DATA ENTRIES:
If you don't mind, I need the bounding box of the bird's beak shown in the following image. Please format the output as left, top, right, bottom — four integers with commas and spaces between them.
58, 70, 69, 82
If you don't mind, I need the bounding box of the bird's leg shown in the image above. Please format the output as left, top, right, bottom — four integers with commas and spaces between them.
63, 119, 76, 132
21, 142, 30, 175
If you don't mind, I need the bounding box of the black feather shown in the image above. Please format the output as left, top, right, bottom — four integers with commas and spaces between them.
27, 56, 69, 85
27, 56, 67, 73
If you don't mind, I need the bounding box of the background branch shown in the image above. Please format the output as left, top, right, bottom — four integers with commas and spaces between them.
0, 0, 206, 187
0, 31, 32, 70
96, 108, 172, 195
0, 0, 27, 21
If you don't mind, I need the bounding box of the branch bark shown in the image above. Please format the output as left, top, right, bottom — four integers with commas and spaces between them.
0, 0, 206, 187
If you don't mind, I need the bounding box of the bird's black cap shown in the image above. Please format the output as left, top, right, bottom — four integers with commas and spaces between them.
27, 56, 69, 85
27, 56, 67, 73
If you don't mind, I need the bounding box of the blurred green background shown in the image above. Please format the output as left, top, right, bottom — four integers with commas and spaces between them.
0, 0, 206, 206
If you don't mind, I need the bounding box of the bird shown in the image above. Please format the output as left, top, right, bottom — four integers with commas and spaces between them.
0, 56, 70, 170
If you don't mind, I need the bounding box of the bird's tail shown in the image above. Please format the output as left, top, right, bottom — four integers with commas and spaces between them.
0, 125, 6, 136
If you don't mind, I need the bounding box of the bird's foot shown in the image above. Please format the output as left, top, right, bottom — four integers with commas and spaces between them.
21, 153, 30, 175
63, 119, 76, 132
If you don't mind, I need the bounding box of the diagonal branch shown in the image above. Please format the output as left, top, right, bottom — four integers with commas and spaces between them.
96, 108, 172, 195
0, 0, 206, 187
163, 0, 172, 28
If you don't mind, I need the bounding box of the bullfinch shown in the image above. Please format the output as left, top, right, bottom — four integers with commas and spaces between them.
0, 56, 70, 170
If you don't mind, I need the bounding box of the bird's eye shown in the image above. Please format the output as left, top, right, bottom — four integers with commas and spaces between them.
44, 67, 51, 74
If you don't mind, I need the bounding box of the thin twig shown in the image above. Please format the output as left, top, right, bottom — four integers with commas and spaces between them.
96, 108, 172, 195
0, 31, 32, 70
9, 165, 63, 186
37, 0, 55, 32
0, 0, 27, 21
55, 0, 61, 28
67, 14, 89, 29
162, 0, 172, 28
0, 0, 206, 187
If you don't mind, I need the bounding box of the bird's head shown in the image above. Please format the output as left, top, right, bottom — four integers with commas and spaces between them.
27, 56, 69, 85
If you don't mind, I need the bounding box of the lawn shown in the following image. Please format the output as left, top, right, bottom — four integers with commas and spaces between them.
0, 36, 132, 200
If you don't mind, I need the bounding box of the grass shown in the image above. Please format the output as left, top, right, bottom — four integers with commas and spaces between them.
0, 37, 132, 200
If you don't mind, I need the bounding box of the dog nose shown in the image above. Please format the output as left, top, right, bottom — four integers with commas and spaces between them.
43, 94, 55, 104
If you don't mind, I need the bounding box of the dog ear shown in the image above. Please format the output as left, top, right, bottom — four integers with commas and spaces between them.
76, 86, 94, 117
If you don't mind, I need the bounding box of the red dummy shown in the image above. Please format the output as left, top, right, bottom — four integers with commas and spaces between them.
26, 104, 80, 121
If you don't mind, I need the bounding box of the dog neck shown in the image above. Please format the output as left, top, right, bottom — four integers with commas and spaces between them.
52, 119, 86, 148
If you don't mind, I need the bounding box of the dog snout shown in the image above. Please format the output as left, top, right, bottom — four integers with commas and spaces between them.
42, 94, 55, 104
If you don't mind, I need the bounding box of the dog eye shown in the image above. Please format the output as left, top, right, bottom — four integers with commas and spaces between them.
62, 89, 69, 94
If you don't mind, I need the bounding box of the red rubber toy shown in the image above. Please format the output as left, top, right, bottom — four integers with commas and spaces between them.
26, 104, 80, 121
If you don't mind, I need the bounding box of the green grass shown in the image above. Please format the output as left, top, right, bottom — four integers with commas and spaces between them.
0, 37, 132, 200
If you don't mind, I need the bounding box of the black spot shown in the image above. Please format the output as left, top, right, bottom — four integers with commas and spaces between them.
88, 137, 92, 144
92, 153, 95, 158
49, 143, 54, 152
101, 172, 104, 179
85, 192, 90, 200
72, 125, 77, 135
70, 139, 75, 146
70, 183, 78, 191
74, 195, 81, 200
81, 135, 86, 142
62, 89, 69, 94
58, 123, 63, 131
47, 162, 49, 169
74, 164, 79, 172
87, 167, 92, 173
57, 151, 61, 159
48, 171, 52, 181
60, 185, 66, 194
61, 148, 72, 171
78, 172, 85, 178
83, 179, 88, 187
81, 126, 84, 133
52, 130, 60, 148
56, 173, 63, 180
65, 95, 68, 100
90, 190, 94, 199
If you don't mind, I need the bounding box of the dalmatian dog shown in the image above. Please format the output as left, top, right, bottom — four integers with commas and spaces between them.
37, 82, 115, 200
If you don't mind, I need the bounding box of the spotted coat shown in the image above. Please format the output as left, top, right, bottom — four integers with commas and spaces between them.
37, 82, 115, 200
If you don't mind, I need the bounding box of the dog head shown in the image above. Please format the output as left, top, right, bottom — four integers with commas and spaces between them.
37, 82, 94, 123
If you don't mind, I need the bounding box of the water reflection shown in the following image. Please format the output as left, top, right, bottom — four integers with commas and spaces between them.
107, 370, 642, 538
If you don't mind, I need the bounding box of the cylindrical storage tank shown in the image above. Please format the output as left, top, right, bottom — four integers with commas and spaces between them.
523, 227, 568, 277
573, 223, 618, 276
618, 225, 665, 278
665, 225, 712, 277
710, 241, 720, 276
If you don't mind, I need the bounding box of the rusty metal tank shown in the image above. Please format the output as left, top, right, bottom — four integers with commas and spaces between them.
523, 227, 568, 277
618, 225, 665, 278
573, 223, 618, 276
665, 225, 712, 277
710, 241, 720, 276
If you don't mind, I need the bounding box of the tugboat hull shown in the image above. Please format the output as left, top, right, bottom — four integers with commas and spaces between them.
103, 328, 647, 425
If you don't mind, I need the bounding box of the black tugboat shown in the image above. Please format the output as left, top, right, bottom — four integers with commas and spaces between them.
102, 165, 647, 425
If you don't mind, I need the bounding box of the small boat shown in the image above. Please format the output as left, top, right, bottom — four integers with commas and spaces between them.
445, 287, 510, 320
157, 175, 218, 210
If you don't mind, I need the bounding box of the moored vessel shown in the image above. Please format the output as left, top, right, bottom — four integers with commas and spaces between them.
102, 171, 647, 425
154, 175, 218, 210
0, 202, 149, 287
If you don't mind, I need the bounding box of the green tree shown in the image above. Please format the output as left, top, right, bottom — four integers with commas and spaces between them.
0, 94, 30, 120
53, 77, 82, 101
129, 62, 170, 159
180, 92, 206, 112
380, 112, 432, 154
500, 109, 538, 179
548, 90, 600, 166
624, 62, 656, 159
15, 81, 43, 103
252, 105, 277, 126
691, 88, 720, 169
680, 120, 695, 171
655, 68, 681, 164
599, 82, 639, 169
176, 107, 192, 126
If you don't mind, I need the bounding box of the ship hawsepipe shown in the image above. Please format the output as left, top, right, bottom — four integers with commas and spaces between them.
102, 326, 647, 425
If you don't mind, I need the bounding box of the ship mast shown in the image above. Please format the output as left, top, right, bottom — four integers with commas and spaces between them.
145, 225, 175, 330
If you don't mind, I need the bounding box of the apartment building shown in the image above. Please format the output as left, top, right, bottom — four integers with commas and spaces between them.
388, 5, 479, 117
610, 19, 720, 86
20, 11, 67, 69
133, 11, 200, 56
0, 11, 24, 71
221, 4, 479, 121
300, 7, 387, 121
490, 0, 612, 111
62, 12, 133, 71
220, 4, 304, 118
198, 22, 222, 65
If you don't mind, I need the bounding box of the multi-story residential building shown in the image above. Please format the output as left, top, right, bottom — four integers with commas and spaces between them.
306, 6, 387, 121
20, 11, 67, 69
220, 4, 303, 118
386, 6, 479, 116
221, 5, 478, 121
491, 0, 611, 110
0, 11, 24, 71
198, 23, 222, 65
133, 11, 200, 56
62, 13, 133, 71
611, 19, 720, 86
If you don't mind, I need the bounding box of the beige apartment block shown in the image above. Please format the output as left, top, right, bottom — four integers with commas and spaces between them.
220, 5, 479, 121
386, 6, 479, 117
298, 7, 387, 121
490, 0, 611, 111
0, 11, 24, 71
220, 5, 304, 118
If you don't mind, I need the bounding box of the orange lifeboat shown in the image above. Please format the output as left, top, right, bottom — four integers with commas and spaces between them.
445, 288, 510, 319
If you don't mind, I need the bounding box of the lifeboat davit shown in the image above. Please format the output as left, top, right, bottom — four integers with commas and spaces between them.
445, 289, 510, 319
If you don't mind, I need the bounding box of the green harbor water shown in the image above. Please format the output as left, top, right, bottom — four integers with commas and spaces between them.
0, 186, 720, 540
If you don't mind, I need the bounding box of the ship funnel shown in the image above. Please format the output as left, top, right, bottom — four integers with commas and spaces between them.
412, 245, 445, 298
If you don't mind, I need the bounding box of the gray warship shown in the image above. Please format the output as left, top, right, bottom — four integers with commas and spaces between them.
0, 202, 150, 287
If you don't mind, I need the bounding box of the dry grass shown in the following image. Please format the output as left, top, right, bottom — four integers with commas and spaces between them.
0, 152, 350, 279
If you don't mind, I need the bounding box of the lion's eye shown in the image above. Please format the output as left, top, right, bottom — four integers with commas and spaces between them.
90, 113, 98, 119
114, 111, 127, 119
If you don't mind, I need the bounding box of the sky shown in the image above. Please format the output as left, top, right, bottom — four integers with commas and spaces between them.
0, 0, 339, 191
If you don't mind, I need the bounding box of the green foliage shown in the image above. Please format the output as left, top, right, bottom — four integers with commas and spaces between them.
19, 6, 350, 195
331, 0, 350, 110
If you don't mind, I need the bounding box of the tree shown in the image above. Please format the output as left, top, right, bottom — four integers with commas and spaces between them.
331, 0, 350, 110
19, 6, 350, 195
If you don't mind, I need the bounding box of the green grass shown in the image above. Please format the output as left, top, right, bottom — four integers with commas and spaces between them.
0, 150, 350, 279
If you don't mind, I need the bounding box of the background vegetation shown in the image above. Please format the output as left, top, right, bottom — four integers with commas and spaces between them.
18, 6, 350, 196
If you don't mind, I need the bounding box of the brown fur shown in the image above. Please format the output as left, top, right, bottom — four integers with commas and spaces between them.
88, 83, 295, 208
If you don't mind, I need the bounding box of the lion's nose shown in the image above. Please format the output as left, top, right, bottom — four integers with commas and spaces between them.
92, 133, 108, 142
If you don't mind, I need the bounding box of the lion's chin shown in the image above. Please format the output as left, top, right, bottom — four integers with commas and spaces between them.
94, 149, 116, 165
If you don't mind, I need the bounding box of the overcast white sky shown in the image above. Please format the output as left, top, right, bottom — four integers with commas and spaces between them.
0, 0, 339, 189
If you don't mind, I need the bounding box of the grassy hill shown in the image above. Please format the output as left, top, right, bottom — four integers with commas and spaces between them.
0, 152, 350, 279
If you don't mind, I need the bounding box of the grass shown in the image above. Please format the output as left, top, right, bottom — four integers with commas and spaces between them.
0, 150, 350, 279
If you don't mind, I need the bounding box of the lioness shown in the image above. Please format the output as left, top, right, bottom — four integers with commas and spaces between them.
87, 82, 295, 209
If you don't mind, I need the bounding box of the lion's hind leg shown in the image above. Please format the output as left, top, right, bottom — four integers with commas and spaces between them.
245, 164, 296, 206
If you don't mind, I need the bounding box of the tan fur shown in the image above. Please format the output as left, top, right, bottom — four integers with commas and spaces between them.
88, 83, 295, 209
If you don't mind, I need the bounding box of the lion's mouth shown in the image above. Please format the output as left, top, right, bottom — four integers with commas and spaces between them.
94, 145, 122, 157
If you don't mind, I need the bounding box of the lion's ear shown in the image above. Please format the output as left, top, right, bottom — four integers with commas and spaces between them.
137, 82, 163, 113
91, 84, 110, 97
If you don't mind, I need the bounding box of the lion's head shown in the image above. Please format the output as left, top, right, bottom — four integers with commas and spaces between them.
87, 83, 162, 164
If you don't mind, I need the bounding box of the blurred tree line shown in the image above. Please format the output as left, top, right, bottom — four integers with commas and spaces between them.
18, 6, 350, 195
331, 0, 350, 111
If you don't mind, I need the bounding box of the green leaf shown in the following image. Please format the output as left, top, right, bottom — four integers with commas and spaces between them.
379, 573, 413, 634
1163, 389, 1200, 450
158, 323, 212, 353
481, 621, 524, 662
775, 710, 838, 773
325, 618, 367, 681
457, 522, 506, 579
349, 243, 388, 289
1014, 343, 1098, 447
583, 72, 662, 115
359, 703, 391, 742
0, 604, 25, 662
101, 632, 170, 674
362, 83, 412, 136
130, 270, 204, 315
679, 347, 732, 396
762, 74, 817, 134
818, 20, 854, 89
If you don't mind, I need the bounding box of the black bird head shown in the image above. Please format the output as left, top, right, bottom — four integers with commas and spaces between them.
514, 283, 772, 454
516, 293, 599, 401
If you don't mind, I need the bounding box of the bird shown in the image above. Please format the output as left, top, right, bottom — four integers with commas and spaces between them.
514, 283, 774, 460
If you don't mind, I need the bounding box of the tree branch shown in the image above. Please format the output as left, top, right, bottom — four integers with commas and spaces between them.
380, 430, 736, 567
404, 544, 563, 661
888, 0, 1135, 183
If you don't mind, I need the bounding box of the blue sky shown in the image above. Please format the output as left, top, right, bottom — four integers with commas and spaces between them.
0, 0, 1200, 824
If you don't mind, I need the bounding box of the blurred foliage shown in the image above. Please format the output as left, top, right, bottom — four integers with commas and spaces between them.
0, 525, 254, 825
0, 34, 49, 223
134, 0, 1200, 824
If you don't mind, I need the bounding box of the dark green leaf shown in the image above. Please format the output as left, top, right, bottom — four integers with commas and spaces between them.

TASK TO CARRY OUT:
Please output the part of the listing that opens with the line containing "of the moored" and closes with the line containing "220, 5, 304, 118", both included, as a Markdown table. Use the columns Row and Line, number the rows in order, and omit blank lines.

FINISHED EXERCISE:
| Row | Line |
|---|---|
| 1 | If you don't mind, I need the bounding box of the moored vessel shown in the image above. Please format the output as left, top, right, bottom — four integers with commas and spaces between them. |
| 2 | 102, 171, 647, 425 |
| 3 | 154, 175, 218, 210 |
| 4 | 0, 202, 149, 287 |
| 5 | If you don't mind, I need the bounding box of the green tree shown in the image above. Please format the output as left, top, right, bottom — four integers with commas and spaces between them. |
| 6 | 0, 94, 30, 120 |
| 7 | 53, 77, 82, 101 |
| 8 | 129, 62, 170, 159 |
| 9 | 180, 92, 206, 112 |
| 10 | 380, 112, 432, 154 |
| 11 | 500, 109, 538, 179 |
| 12 | 548, 90, 600, 166 |
| 13 | 624, 62, 656, 159 |
| 14 | 15, 81, 43, 103 |
| 15 | 252, 105, 277, 126 |
| 16 | 691, 88, 720, 169 |
| 17 | 680, 120, 695, 171 |
| 18 | 655, 68, 681, 164 |
| 19 | 599, 82, 639, 169 |
| 20 | 176, 107, 192, 126 |
| 21 | If you don't mind, I need the bounding box of the ship hawsepipe shown in the image above. Please format the output as left, top, right, bottom — four integers with commas and spaces between them. |
| 22 | 102, 326, 647, 425 |
| 23 | If you don't mind, I need the bounding box of the ship mast shown in the image above. Please format the output as left, top, right, bottom — four integers with commas and spaces between them. |
| 24 | 145, 225, 175, 330 |
| 25 | If you don't mind, I need the bounding box of the apartment building shown in the image above. Please format the output as left, top, right, bottom — four integers with commas and spaces between them. |
| 26 | 388, 5, 479, 117 |
| 27 | 610, 19, 720, 86 |
| 28 | 20, 11, 67, 69 |
| 29 | 133, 11, 200, 56 |
| 30 | 0, 11, 24, 71 |
| 31 | 221, 4, 479, 121 |
| 32 | 300, 7, 387, 121 |
| 33 | 490, 0, 612, 111 |
| 34 | 62, 12, 133, 71 |
| 35 | 220, 4, 304, 118 |
| 36 | 198, 22, 222, 65 |
| 37 | If you don't mind, I need the bounding box of the multi-story residential building shown in the image above. Please format the output as left, top, right, bottom — four integers with commas and spaces between them. |
| 38 | 306, 6, 387, 121 |
| 39 | 20, 11, 67, 69 |
| 40 | 220, 4, 303, 118 |
| 41 | 386, 6, 479, 116 |
| 42 | 221, 5, 478, 121 |
| 43 | 491, 0, 611, 110 |
| 44 | 0, 11, 24, 71 |
| 45 | 198, 23, 222, 65 |
| 46 | 133, 11, 200, 56 |
| 47 | 62, 13, 133, 71 |
| 48 | 611, 19, 720, 86 |
| 49 | If you don't mind, I need the bounding box of the beige apartment block shown in the image above. Please format the output as left, top, right, bottom — four integers with commas and spaces between them. |
| 50 | 220, 5, 479, 121 |
| 51 | 386, 6, 479, 117 |
| 52 | 298, 7, 387, 121 |
| 53 | 490, 0, 611, 111 |
| 54 | 0, 11, 24, 71 |
| 55 | 220, 5, 304, 118 |